Welt-Strafgerichtshof: USA verweigern Chefanklägerin die Einreise

Sonntag, 7 April, 2019 - 08:43

Die USA haben der Chefanklägerin des Welt-Strafgerichtshofs (IStGH), Fatou Bensouda, das Einreisevisum entzogen, um eigene Soldaten und CIA Mitarbeiter zu schützen, denen brutales Vorgehen gegenüber Häftlingen in Afghanistan vorgeworfen wird. Dies teilte das Büro der Anklägerin jetzt mit. Die Anklägerin könne aber weiterhin nach New York reisen, wenn sie dem Weltsicherheitsrat Bericht erstatten müsse, sagte die Sprecherin.

Bensouda hatte die richterliche Zustimmung zu einem offiziellen Ermittlungsverfahren beantragt. Ihrer Einschätzung nach gibt es genügend Beweise für Kriegsverbrechen und Hinweise darauf, daß US-Soldaten und Mitarbeiter des US-Auslandsgeheimdienstes CIA in den Jahren 2003 und 2004 Häftlinge gefoltert oder brutal behandelt haben.

Die USA wollen verhindern, daß das Gericht ein Ermittlungsverfahren gegen US-Soldaten wegen mutmaßlicher Verbrechen in Afghanistan einleitet. Im März hatte US-Außenminister Pompeo Mitarbeitern des Gerichts sogar ausdrücklich mit Einreiseverboten gedroht (und den US-Rechtsstaat damit nicht gerade von seiner besten Seite präsentiert).

Der IStGH hatte 2002 seine Arbeit aufgenommen und ist für die Ahndung von Kriegsverbrechen, Völkermord, Verbrechen gegen die Menschlichkeit und Angriffen auf die Souveränität von Staaten zuständig. Ihm sind 123 Länder beigetreten, darunter alle EU-Staaten. Die USA erkennen das Gericht hingegen nicht an. Mehr noch, 2002 verabschiedete der US-Kongreß ein Gesetz, das US-Soldaten ausdrücklich vor Verfolgungen durch das Gericht schützt.

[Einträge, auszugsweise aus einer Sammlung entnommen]
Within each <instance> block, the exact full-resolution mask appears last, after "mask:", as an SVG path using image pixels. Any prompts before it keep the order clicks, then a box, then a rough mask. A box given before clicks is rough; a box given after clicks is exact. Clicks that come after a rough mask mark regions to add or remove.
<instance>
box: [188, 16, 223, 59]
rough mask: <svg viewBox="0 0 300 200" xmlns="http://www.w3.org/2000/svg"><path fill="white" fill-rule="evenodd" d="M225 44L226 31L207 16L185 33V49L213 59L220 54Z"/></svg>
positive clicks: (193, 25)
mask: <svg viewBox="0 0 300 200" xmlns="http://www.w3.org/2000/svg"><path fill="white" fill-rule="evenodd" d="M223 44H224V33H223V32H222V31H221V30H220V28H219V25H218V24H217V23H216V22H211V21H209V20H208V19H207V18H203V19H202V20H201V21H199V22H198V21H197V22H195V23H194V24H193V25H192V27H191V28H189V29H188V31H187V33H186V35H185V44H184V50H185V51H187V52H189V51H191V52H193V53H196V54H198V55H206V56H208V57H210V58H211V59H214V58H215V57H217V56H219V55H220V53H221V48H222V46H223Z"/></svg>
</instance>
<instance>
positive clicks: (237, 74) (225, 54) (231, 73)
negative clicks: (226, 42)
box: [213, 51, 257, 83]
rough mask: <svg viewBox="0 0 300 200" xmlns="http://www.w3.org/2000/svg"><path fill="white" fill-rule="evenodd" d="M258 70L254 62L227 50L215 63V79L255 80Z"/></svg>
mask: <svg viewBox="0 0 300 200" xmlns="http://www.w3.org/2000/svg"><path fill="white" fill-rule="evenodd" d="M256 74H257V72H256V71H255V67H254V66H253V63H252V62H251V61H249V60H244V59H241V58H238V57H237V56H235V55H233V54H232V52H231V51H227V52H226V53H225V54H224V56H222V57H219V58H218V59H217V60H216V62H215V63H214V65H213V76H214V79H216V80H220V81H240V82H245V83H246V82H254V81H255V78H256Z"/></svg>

DEINE AUFGABE:
Prüfe anhand des Artikels zum Welt-Strafgerichtshof, ob diese Aussagen stimmen: (a) Der IStGH hat im Jahr 2002 seine Arbeit aufgenommen. (b) Alle Staaten der Welt sind dem Gericht beigetreten. (c) Trotz des entzogenen Visums darf Bensouda weiterhin nach New York reisen, um dem Weltsicherheitsrat Bericht zu erstatten. Antworte bei jeder Aussage mit Ja oder Nein und zitiere die entscheidende Stelle des Artikels wörtlich.

ANTWORTFELD:
(a) Ja: „Der IStGH hatte 2002 seine Arbeit aufgenommen“
(b) Nein: „Ihm sind 123 Länder beigetreten, darunter alle EU-Staaten. Die USA erkennen das Gericht hingegen nicht an.“
(c) Ja: „Die Anklägerin könne aber weiterhin nach New York reisen, wenn sie dem Weltsicherheitsrat Bericht erstatten müsse“